WHAT THE EXERCISE ASKS.
In the entries below, copy out again the lines from the one containing "Give the outline of every instance of the black" to the one containing "M209 306L258 319L277", including both of those lines.

[Dataset records]
====
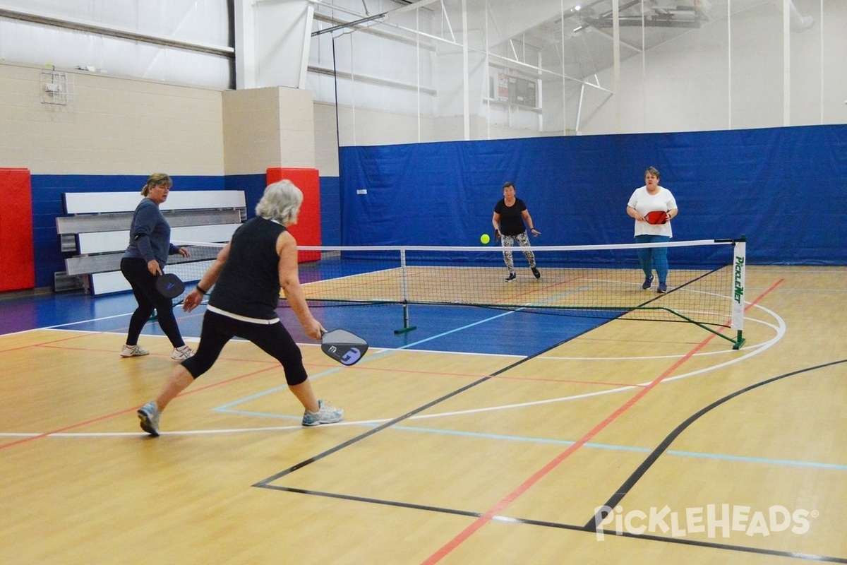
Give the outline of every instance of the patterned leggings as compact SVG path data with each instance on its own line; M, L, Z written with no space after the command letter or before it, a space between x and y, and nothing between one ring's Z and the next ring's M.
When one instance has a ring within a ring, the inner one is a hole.
M521 247L529 246L529 237L527 235L527 232L522 231L517 235L502 235L503 238L503 246L512 247L515 244L515 240L518 240L518 243ZM529 263L530 269L535 267L535 255L529 250L525 250L523 252L523 257L527 258ZM509 269L509 273L515 272L515 260L512 257L511 251L503 252L503 261L506 262L506 268Z

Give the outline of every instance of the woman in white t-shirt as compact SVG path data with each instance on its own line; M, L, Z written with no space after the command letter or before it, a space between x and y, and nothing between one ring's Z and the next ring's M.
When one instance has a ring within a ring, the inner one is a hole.
M648 167L645 171L644 182L645 186L633 192L627 204L627 213L635 219L635 242L669 241L673 235L671 220L679 213L677 201L669 190L659 186L659 171L655 167ZM666 215L655 220L655 214L650 214L650 212L664 212ZM648 221L648 217L660 223L651 223ZM645 277L641 288L646 291L652 285L655 268L659 277L656 291L659 294L667 292L667 247L639 248L638 258Z

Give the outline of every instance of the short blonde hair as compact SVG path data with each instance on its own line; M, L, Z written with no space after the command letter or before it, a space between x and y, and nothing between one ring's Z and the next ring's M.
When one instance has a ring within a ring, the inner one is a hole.
M280 180L268 185L262 200L256 205L256 215L291 225L296 221L302 203L303 193L300 189L291 180Z
M164 173L153 173L147 177L147 184L141 189L141 196L146 197L150 193L151 188L156 188L161 185L166 185L168 188L174 186L174 181Z

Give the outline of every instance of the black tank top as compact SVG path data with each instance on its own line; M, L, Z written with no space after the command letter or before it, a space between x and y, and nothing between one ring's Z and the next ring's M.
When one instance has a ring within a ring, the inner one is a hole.
M209 306L258 319L277 318L280 256L276 241L286 231L269 219L253 218L232 235L230 258L218 277Z

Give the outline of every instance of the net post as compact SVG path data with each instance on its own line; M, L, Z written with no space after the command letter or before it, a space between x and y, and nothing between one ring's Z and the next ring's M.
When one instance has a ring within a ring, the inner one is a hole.
M740 349L744 345L745 284L747 274L747 237L742 235L733 244L733 321L735 341L733 349Z
M403 305L403 327L399 330L395 330L395 335L405 334L410 332L412 330L417 329L418 326L409 325L409 288L408 281L406 280L407 269L406 269L406 250L401 247L400 249L400 289L402 295L402 305Z

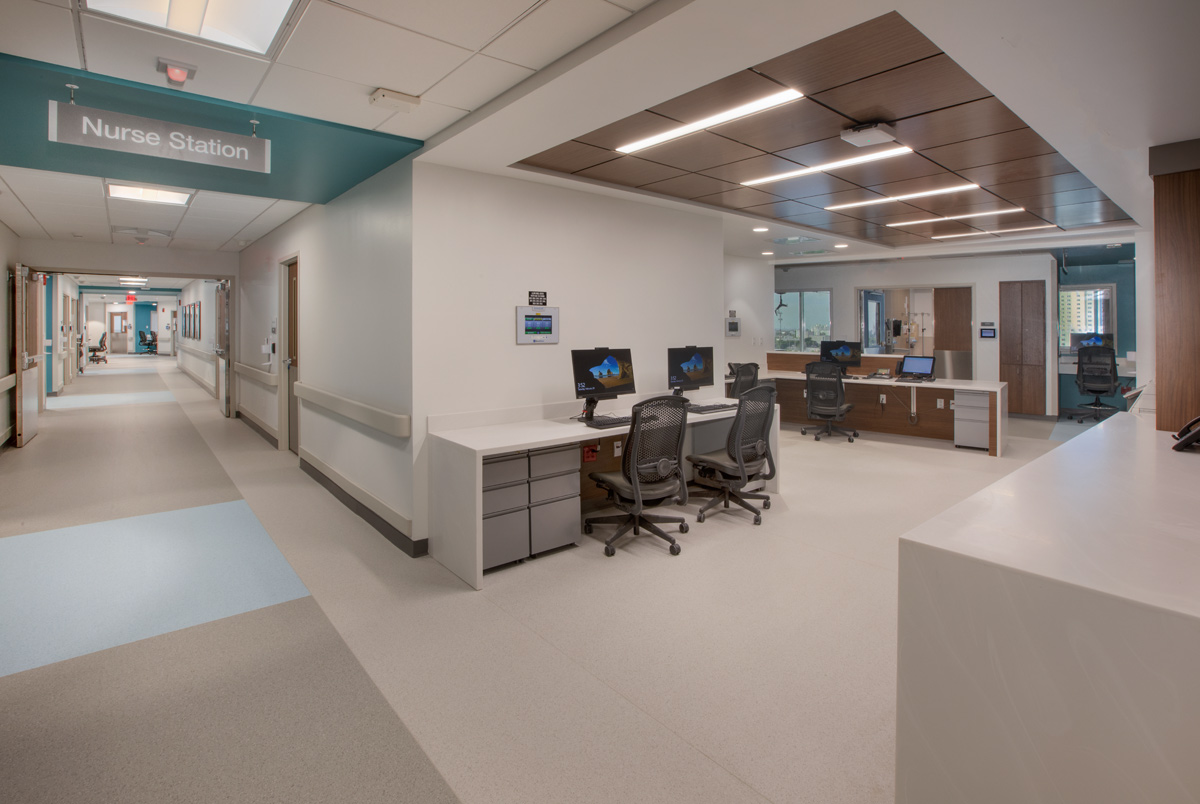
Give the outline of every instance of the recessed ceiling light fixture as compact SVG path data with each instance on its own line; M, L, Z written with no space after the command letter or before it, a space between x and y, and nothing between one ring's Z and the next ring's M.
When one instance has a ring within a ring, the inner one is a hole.
M913 198L928 198L930 196L944 196L946 193L958 193L964 190L978 190L979 185L954 185L953 187L942 187L941 190L926 190L920 193L907 193L905 196L887 196L886 198L872 198L865 202L854 202L853 204L834 204L833 206L826 206L827 210L836 209L853 209L856 206L870 206L871 204L887 204L894 200L910 200Z
M133 185L108 185L109 198L150 202L152 204L173 204L184 206L191 199L191 192L158 190L157 187L137 187Z
M289 8L292 0L88 0L86 10L262 54Z
M948 217L926 217L919 221L888 223L888 226L904 228L906 226L917 226L918 223L942 223L943 221L965 221L968 217L988 217L989 215L1008 215L1009 212L1024 212L1024 211L1025 211L1024 206L1018 206L1016 209L1001 209L991 212L972 212L971 215L950 215Z
M1044 226L1022 226L1016 229L994 229L991 232L967 232L966 234L935 234L931 240L949 240L950 238L978 238L983 234L1008 234L1009 232L1032 232L1034 229L1057 229L1054 223Z
M875 162L877 160L888 160L893 156L904 156L905 154L912 154L912 149L907 145L900 145L898 148L886 148L882 151L875 151L874 154L863 154L862 156L854 156L848 160L839 160L836 162L828 162L826 164L815 164L811 168L800 168L799 170L788 170L787 173L776 173L772 176L763 176L762 179L751 179L750 181L743 181L742 184L746 187L754 187L755 185L763 185L768 181L782 181L784 179L794 179L796 176L806 176L810 173L824 173L827 170L836 170L838 168L848 168L852 164L863 164L864 162Z
M784 103L798 101L802 97L804 97L804 95L797 92L794 89L775 92L774 95L768 95L767 97L758 98L751 103L745 103L733 109L726 109L725 112L714 114L710 118L704 118L703 120L697 120L696 122L689 122L686 126L679 126L678 128L672 128L671 131L664 131L661 134L654 134L653 137L640 139L636 143L622 145L617 149L617 151L619 154L634 154L635 151L649 148L650 145L659 145L672 139L678 139L679 137L703 131L704 128L710 128L722 122L728 122L730 120L737 120L738 118L745 118L746 115L755 114L756 112L763 112Z

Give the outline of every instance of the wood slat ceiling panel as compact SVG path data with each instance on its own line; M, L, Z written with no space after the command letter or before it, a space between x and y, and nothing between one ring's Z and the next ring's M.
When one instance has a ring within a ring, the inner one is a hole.
M896 139L918 151L1024 127L1021 119L995 97L961 103L895 122Z
M937 46L893 11L764 61L755 70L814 95L938 53Z
M554 145L536 156L523 160L521 164L528 164L546 170L558 170L559 173L575 173L584 168L590 168L601 162L613 158L613 152L606 148L596 148L587 143L578 143L574 139L562 145Z
M607 126L601 126L595 131L589 131L582 137L576 137L575 139L581 143L587 143L588 145L595 145L596 148L617 150L622 145L629 145L630 143L636 143L640 139L653 137L654 134L664 131L670 131L678 125L679 124L674 120L668 120L661 114L654 114L653 112L638 112L637 114L629 115L624 120L610 122Z
M648 190L655 193L662 193L664 196L674 196L677 198L696 198L698 196L712 196L713 193L725 192L726 190L737 190L738 185L731 181L721 181L720 179L710 179L708 176L702 176L698 173L685 173L682 176L676 176L674 179L667 179L665 181L655 181L653 184L642 185L642 190Z
M857 122L870 122L910 118L990 95L943 53L814 97Z
M959 170L959 175L968 181L974 181L982 187L992 187L1013 181L1026 181L1028 179L1040 179L1043 176L1074 172L1075 168L1072 167L1070 162L1062 154L1055 152L1031 156L1025 160L1013 160L1012 162L985 164L979 168L967 168L966 170Z
M828 196L829 193L836 193L844 190L859 188L856 184L830 176L827 173L811 173L806 176L797 176L796 179L784 179L782 181L755 185L755 187L764 192L769 192L773 196L791 198L793 200L810 198L812 196Z
M1032 128L1014 128L1002 134L966 139L961 143L930 148L922 151L948 170L977 168L983 164L1012 162L1030 156L1054 154L1050 143L1038 137Z
M906 154L905 156L896 156L890 160L838 168L836 170L830 170L829 175L852 181L860 187L874 187L875 185L904 181L906 179L919 179L941 173L946 173L946 170L924 156Z
M712 131L773 154L818 139L838 137L854 125L848 118L830 112L808 98L752 114L749 118L714 126Z
M691 172L763 155L757 149L719 137L710 131L697 131L695 134L647 148L637 154L652 162Z
M715 168L706 168L703 173L706 176L713 176L714 179L743 182L788 170L799 170L803 167L803 164L781 160L778 156L755 156L740 162L730 162L728 164L719 164ZM769 188L764 187L764 190L769 192Z
M782 86L756 72L743 70L650 108L679 122L696 122L714 114L781 92Z
M686 170L668 168L665 164L640 160L636 156L622 156L618 160L598 164L594 168L578 170L575 175L595 179L598 181L611 181L614 185L641 187L642 185L648 185L653 181L673 179L674 176L680 176L684 173L686 173Z
M701 204L713 204L714 206L726 206L728 209L745 209L746 206L769 204L778 199L775 196L764 193L761 190L755 190L754 187L739 187L738 190L730 190L727 192L704 196L692 200L700 202Z
M1030 196L1049 196L1051 193L1067 192L1069 190L1087 190L1092 182L1082 173L1060 173L1052 176L1039 176L1024 181L1013 181L988 187L1001 198L1027 198ZM1024 206L1024 204L1018 204Z

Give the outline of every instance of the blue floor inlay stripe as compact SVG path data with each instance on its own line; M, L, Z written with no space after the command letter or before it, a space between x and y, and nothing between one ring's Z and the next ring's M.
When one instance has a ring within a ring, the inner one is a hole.
M0 676L308 594L245 500L0 539Z
M68 408L103 408L112 404L150 404L154 402L174 402L170 391L140 391L131 394L78 394L72 396L46 397L47 410L66 410Z

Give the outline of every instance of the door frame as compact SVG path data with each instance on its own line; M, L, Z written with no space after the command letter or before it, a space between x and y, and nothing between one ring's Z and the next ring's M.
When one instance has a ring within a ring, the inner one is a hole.
M281 452L288 452L292 450L292 444L290 444L292 421L290 421L290 412L288 408L288 372L287 372L287 366L283 364L283 361L287 358L287 355L284 355L284 352L287 352L289 348L290 335L292 335L292 311L289 310L288 306L288 269L292 266L293 263L299 263L299 262L300 262L300 252L298 251L283 257L278 262L278 290L280 290L278 330L280 331L277 332L277 337L275 341L276 343L275 348L277 354L274 356L280 378L280 384L278 384L280 391L276 398L280 427L277 433L278 438L276 438L276 440L278 442L278 449ZM296 272L299 274L299 268L296 269ZM299 301L296 306L299 306ZM296 340L299 341L299 331L296 332L296 336L298 336ZM296 406L296 409L299 410L299 404ZM298 455L299 451L300 451L300 445L296 444Z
====
EXPECTED OUTPUT.
Give the outline of every instance of the black tank top as compact SVG path data with each instance on its own line; M, L, Z written with no space after the command letter or before it, a space between x and y, and nothing between one ring's Z and the next ring's M.
When one instance has a ring within a ring, the inner one is a hole.
M209 306L258 319L277 318L280 256L276 241L286 231L269 219L253 218L232 235L230 258L218 277Z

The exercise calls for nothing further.